* **Task objective**
Could you rewrite these lines with every "point localization" swapped for "keypoint detection", leaving everything else unchanged?

**** Records supplied ****

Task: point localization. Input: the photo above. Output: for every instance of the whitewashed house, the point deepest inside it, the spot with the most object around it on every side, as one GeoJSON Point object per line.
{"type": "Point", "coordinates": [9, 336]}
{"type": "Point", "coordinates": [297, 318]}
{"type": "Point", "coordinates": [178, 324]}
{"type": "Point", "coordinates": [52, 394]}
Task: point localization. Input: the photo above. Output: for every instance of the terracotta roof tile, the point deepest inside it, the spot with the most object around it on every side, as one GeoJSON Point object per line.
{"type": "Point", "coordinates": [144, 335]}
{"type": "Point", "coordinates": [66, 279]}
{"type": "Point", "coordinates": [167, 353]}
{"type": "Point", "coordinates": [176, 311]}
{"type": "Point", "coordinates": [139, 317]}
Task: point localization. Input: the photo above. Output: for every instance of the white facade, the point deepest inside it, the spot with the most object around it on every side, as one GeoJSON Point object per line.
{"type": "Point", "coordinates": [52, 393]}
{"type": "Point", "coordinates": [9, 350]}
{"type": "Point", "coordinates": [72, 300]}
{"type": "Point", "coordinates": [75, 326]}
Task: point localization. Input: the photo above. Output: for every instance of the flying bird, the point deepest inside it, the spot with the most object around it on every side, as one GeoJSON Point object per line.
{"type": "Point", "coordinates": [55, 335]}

****

* **Correct result**
Task: keypoint detection. Input: the photo above. Output: for every instance of the whitewashed house, the point deepest inside it, the spot with the most object around it on every side, as one GeoJSON Point object per line.
{"type": "Point", "coordinates": [9, 336]}
{"type": "Point", "coordinates": [297, 318]}
{"type": "Point", "coordinates": [178, 324]}
{"type": "Point", "coordinates": [52, 394]}
Task: keypoint detection. Input: the photo above. Output: for every instance of the terracotta roof tile, the point deepest inside it, the spot with the most object around it on every side, as one GeoJSON Point object per line.
{"type": "Point", "coordinates": [144, 335]}
{"type": "Point", "coordinates": [66, 279]}
{"type": "Point", "coordinates": [167, 353]}
{"type": "Point", "coordinates": [176, 311]}
{"type": "Point", "coordinates": [139, 317]}
Task: keypoint detection. Input: the photo above. Output: for every instance of the white facade, the point deepest inside it, the spot with the most object around it on every side, as one GeoJSON Point object per line.
{"type": "Point", "coordinates": [52, 393]}
{"type": "Point", "coordinates": [9, 350]}
{"type": "Point", "coordinates": [72, 300]}
{"type": "Point", "coordinates": [75, 326]}
Task: keypoint detection. Input: the photo above. Output: for every instance of the flying bird, the point deepest inside it, the spot with the most object around it on every side, as one GeoJSON Point object per line.
{"type": "Point", "coordinates": [55, 335]}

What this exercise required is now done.